*DATA TO USE*
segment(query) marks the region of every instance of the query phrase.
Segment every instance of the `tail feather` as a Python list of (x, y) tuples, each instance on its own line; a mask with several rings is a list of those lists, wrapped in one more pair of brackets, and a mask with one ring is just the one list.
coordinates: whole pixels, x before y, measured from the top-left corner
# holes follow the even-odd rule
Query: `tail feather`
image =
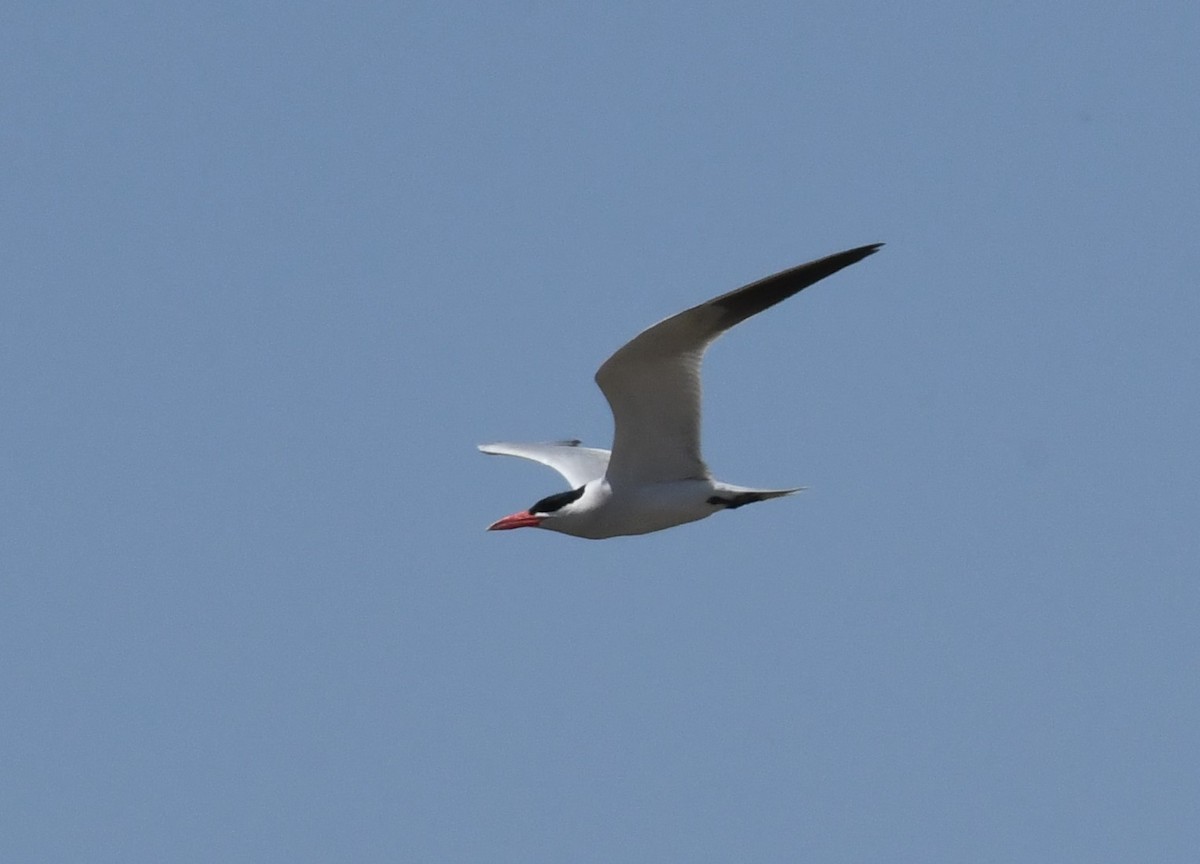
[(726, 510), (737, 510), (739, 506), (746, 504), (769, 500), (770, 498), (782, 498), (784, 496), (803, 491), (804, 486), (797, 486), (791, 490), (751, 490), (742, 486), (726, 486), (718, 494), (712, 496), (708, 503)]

*WHAT YOU ARE ASKED TO DO*
Reproduce every line of the material above, requests included, and scale each polygon coordinate in the answers by 0.55, rounding to the nearest whole number with halves rounded up. Leave all other numbers unchanged and omit the pictures.

*REPLY*
segment(query) marks the region of every instance of the query phrase.
Segment every instance of the `tail feather` as a Python list of (x, y) tuples, each instance on its own line; a mask with several rings is a list of those lists, wrapped in one more pair of brackets, and a mask with one ring is just the one list.
coordinates: whole pixels, x before y, measured from the top-left corner
# holes follow the even-odd rule
Query: `tail feather`
image =
[(399, 281), (405, 281), (406, 278), (410, 277), (423, 275), (424, 274), (430, 274), (431, 273), (442, 270), (442, 267), (438, 267), (435, 270), (413, 270), (408, 267), (399, 267), (395, 272), (392, 273), (389, 277)]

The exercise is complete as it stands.